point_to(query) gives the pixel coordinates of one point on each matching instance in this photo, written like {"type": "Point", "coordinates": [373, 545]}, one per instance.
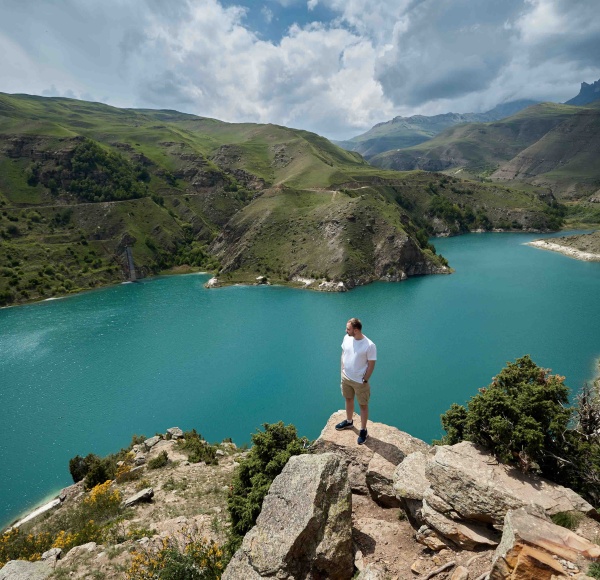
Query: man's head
{"type": "Point", "coordinates": [354, 327]}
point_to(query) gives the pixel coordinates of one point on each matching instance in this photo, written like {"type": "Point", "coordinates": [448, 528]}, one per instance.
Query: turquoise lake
{"type": "Point", "coordinates": [81, 375]}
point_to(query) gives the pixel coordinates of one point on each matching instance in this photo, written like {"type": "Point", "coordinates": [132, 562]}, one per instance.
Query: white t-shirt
{"type": "Point", "coordinates": [355, 354]}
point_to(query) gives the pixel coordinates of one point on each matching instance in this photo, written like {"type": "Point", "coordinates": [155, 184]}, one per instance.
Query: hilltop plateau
{"type": "Point", "coordinates": [80, 182]}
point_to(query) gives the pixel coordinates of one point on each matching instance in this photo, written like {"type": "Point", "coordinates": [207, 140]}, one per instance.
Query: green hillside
{"type": "Point", "coordinates": [80, 182]}
{"type": "Point", "coordinates": [547, 145]}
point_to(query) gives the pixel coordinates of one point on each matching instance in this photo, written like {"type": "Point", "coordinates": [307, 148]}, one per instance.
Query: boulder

_The problem_
All of the material above is to be copied exactly, with no pictures.

_Answer_
point_to(query) gives the pixel coordinates of one point on each matching instance in this photo, written like {"type": "Point", "coordinates": [373, 545]}, one per instance.
Query: man's head
{"type": "Point", "coordinates": [354, 327]}
point_to(query) gives the pixel coordinates of one point on each matching instance in this photo, written like {"type": "Point", "coordinates": [448, 528]}, one per instance.
Query: turquoise lake
{"type": "Point", "coordinates": [81, 375]}
point_to(query) gives the pixel coordinates of one point on each matching instance in this photo, written like {"type": "Point", "coordinates": [132, 562]}, one per instance.
Query: white t-shirt
{"type": "Point", "coordinates": [355, 354]}
point_to(query) gives the pixel coordinates of one point on each matching instance in this photo, written like {"type": "Point", "coordinates": [155, 184]}, one per instance.
Query: hilltop plateau
{"type": "Point", "coordinates": [80, 182]}
point_to(query) gives the pixel coordinates of one point on each matching instance in this photo, written like {"type": "Point", "coordinates": [207, 140]}, one per instance.
Query: green hillside
{"type": "Point", "coordinates": [80, 182]}
{"type": "Point", "coordinates": [547, 145]}
point_to(query) gives the pixel coordinates of one point on each matching instance in this photo, written like {"type": "Point", "coordinates": [307, 148]}, one per instance.
Query: boulder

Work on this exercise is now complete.